### DESCRIPTION OF THE TASK
All of the entries below, duplicated exactly, make up the answer.

Saved entries
────────────────
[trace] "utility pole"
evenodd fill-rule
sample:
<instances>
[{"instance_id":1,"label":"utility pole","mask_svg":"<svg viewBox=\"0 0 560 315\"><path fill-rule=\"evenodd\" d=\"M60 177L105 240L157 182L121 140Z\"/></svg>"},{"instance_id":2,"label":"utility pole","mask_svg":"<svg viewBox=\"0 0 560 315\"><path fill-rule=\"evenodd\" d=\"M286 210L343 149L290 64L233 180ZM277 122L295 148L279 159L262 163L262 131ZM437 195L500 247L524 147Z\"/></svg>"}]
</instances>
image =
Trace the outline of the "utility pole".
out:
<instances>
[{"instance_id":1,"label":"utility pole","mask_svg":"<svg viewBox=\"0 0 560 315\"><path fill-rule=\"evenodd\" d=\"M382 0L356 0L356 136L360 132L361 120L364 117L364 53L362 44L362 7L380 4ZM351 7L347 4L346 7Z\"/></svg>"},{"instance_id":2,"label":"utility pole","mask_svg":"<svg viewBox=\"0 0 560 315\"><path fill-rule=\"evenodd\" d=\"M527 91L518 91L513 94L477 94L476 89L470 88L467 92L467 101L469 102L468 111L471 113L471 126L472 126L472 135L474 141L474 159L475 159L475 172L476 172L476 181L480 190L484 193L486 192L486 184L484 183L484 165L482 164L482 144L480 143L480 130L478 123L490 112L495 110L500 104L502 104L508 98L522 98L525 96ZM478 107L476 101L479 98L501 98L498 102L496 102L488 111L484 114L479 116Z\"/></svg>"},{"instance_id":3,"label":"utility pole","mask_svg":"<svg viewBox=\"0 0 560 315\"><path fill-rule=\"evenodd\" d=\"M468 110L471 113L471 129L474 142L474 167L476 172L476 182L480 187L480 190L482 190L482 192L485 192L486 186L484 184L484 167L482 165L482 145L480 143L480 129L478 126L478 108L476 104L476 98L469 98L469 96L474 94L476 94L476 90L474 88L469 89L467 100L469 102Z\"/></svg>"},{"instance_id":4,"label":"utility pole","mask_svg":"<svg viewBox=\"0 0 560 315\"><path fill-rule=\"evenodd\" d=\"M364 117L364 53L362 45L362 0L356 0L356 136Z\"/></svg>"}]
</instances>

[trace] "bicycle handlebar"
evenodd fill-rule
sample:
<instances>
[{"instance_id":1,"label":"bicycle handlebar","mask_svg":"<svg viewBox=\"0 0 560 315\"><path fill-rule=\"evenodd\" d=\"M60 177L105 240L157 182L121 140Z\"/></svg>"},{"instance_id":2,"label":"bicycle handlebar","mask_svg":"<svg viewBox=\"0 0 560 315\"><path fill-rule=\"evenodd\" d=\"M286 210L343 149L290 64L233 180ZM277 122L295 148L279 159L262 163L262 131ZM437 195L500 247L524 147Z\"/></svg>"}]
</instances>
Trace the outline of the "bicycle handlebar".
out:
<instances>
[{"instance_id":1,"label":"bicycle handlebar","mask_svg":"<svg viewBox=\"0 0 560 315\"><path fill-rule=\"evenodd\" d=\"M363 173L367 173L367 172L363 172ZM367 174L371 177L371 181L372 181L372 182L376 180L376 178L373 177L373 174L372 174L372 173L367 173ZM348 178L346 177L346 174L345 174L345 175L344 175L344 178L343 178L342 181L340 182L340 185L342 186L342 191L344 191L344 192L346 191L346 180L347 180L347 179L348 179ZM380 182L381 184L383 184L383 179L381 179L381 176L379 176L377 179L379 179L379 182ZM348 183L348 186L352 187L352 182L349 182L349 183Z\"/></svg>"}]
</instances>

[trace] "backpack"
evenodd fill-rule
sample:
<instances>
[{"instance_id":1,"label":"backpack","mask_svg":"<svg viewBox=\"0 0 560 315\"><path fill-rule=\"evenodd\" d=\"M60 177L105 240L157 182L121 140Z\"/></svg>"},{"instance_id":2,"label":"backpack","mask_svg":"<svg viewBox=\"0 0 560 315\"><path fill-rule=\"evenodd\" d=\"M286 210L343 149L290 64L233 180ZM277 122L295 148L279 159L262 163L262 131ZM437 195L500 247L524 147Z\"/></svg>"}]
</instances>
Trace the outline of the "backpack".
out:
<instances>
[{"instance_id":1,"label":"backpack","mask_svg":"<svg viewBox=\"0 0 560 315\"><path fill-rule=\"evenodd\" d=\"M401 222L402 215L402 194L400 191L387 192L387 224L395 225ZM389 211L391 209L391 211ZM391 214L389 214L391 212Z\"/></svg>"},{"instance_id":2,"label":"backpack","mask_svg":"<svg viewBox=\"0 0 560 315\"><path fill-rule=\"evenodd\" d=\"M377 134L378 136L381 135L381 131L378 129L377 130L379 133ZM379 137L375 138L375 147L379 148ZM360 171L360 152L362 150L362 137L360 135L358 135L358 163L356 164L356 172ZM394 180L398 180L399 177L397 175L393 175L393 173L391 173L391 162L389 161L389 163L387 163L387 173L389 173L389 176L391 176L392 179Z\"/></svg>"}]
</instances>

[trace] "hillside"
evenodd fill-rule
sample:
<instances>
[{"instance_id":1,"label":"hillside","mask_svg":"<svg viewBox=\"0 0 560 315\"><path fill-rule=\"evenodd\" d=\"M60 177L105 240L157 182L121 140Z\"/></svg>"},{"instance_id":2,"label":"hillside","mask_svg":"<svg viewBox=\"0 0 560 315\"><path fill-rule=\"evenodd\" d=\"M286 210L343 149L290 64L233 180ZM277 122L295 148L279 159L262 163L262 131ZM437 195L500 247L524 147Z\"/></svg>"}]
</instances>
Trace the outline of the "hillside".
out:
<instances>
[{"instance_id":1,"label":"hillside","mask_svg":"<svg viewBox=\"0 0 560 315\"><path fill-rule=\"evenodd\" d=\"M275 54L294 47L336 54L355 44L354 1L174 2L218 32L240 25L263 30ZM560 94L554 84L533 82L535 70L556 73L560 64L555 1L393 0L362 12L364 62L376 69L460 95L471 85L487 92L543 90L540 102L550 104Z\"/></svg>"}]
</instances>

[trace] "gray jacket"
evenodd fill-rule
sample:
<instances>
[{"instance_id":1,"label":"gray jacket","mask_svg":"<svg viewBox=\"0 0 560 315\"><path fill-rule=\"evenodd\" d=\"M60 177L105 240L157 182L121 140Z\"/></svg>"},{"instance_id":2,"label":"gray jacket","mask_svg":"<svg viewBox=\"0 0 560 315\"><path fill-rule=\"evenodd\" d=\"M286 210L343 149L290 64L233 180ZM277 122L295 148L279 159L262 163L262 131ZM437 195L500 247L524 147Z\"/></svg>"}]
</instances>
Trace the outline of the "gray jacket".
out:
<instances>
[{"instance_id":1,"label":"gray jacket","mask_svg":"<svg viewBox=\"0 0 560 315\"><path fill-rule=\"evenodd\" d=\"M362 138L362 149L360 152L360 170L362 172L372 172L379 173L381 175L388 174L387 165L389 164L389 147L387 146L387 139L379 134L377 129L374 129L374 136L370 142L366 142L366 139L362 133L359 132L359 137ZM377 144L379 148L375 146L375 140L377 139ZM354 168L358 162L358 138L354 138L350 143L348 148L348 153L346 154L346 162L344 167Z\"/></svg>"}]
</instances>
────────────────
### RESPONSE AREA
[trace] "utility pole"
evenodd fill-rule
sample:
<instances>
[{"instance_id":1,"label":"utility pole","mask_svg":"<svg viewBox=\"0 0 560 315\"><path fill-rule=\"evenodd\" d=\"M60 177L105 240L157 182L121 140Z\"/></svg>"},{"instance_id":2,"label":"utility pole","mask_svg":"<svg viewBox=\"0 0 560 315\"><path fill-rule=\"evenodd\" d=\"M286 210L343 149L290 64L233 180ZM277 122L295 148L279 159L262 163L262 131ZM437 195L500 247L524 147Z\"/></svg>"}]
</instances>
image =
Trace the outline of the "utility pole".
out:
<instances>
[{"instance_id":1,"label":"utility pole","mask_svg":"<svg viewBox=\"0 0 560 315\"><path fill-rule=\"evenodd\" d=\"M382 0L356 0L356 136L360 132L361 120L364 117L364 53L362 44L362 7L380 4ZM351 7L347 4L346 7Z\"/></svg>"},{"instance_id":2,"label":"utility pole","mask_svg":"<svg viewBox=\"0 0 560 315\"><path fill-rule=\"evenodd\" d=\"M527 91L518 91L513 94L477 94L476 89L470 88L467 92L467 101L469 102L468 111L471 113L471 126L472 126L472 135L474 141L474 159L475 159L475 172L476 172L476 181L480 190L484 193L486 192L486 184L484 183L484 165L482 164L482 144L480 143L480 130L478 123L490 112L495 110L500 104L502 104L508 98L522 98L525 96ZM478 107L476 101L479 98L501 98L498 102L496 102L488 111L484 114L479 116Z\"/></svg>"},{"instance_id":3,"label":"utility pole","mask_svg":"<svg viewBox=\"0 0 560 315\"><path fill-rule=\"evenodd\" d=\"M468 110L471 113L471 129L474 142L474 167L476 172L476 182L480 187L480 190L482 190L482 192L485 192L486 186L484 184L484 167L482 165L482 145L480 143L480 129L478 126L478 108L476 104L476 98L469 98L469 96L474 94L476 94L476 90L474 88L469 89L467 100L469 102Z\"/></svg>"},{"instance_id":4,"label":"utility pole","mask_svg":"<svg viewBox=\"0 0 560 315\"><path fill-rule=\"evenodd\" d=\"M364 117L364 53L362 45L362 0L356 0L356 136Z\"/></svg>"}]
</instances>

[trace] "bicycle handlebar"
evenodd fill-rule
sample:
<instances>
[{"instance_id":1,"label":"bicycle handlebar","mask_svg":"<svg viewBox=\"0 0 560 315\"><path fill-rule=\"evenodd\" d=\"M60 177L105 240L157 182L121 140Z\"/></svg>"},{"instance_id":2,"label":"bicycle handlebar","mask_svg":"<svg viewBox=\"0 0 560 315\"><path fill-rule=\"evenodd\" d=\"M286 210L343 149L290 64L233 180ZM277 122L295 148L279 159L262 163L262 131ZM437 195L500 247L524 147Z\"/></svg>"}]
</instances>
Trace the outline of the "bicycle handlebar".
out:
<instances>
[{"instance_id":1,"label":"bicycle handlebar","mask_svg":"<svg viewBox=\"0 0 560 315\"><path fill-rule=\"evenodd\" d=\"M363 173L367 173L367 172L363 172ZM367 174L371 177L371 181L372 181L372 182L376 180L376 178L373 177L373 174L372 174L372 173L367 173ZM348 178L346 177L346 174L345 174L345 175L344 175L344 178L343 178L342 181L340 182L340 185L342 186L342 191L344 191L344 192L346 191L346 180L347 180L347 179L348 179ZM380 182L381 184L383 184L383 179L381 179L381 176L379 176L377 179L379 179L379 182ZM348 183L348 186L352 187L352 182L349 182L349 183Z\"/></svg>"}]
</instances>

[trace] "backpack"
evenodd fill-rule
sample:
<instances>
[{"instance_id":1,"label":"backpack","mask_svg":"<svg viewBox=\"0 0 560 315\"><path fill-rule=\"evenodd\" d=\"M60 177L105 240L157 182L121 140Z\"/></svg>"},{"instance_id":2,"label":"backpack","mask_svg":"<svg viewBox=\"0 0 560 315\"><path fill-rule=\"evenodd\" d=\"M286 210L343 149L290 64L233 180ZM277 122L295 148L279 159L262 163L262 131ZM437 195L500 247L524 147Z\"/></svg>"}]
</instances>
Trace the outline of the "backpack".
out:
<instances>
[{"instance_id":1,"label":"backpack","mask_svg":"<svg viewBox=\"0 0 560 315\"><path fill-rule=\"evenodd\" d=\"M401 222L402 215L402 194L400 191L387 192L387 224L395 225ZM389 211L391 209L391 211ZM391 214L389 214L391 212Z\"/></svg>"},{"instance_id":2,"label":"backpack","mask_svg":"<svg viewBox=\"0 0 560 315\"><path fill-rule=\"evenodd\" d=\"M377 134L378 136L381 135L381 131L378 129L377 130L379 133ZM379 137L375 138L375 147L379 148ZM360 171L360 152L362 150L362 137L360 135L358 135L358 163L356 164L356 172ZM394 180L398 180L399 177L397 175L393 175L393 173L391 173L391 162L389 161L389 163L387 163L387 173L389 173L389 176L391 176L392 179Z\"/></svg>"}]
</instances>

[trace] "hillside"
evenodd fill-rule
sample:
<instances>
[{"instance_id":1,"label":"hillside","mask_svg":"<svg viewBox=\"0 0 560 315\"><path fill-rule=\"evenodd\" d=\"M60 177L105 240L157 182L121 140Z\"/></svg>"},{"instance_id":2,"label":"hillside","mask_svg":"<svg viewBox=\"0 0 560 315\"><path fill-rule=\"evenodd\" d=\"M286 210L343 149L290 64L233 180ZM277 122L295 148L279 159L262 163L262 131ZM437 195L500 247L524 147Z\"/></svg>"}]
</instances>
Trace the outline of the "hillside".
out:
<instances>
[{"instance_id":1,"label":"hillside","mask_svg":"<svg viewBox=\"0 0 560 315\"><path fill-rule=\"evenodd\" d=\"M275 54L294 47L336 54L355 44L354 1L174 2L218 32L240 25L263 30ZM560 94L554 84L533 82L535 70L556 73L560 64L555 1L393 0L362 12L364 62L376 69L460 95L471 85L487 92L543 90L540 102L550 104Z\"/></svg>"}]
</instances>

[trace] "gray jacket"
evenodd fill-rule
sample:
<instances>
[{"instance_id":1,"label":"gray jacket","mask_svg":"<svg viewBox=\"0 0 560 315\"><path fill-rule=\"evenodd\" d=\"M60 177L105 240L157 182L121 140Z\"/></svg>"},{"instance_id":2,"label":"gray jacket","mask_svg":"<svg viewBox=\"0 0 560 315\"><path fill-rule=\"evenodd\" d=\"M286 210L343 149L290 64L233 180ZM277 122L295 148L279 159L262 163L262 131ZM437 195L500 247L524 147Z\"/></svg>"}]
</instances>
Trace the outline of the "gray jacket".
out:
<instances>
[{"instance_id":1,"label":"gray jacket","mask_svg":"<svg viewBox=\"0 0 560 315\"><path fill-rule=\"evenodd\" d=\"M362 138L362 149L360 152L360 170L362 172L372 172L379 173L381 175L388 174L387 165L389 164L389 147L387 146L387 139L379 134L377 129L374 129L374 136L370 142L366 142L366 139L362 133L359 132L359 137ZM377 144L379 148L375 146L375 140L377 139ZM354 168L358 162L358 138L354 138L350 143L348 148L348 153L346 154L346 162L344 167Z\"/></svg>"}]
</instances>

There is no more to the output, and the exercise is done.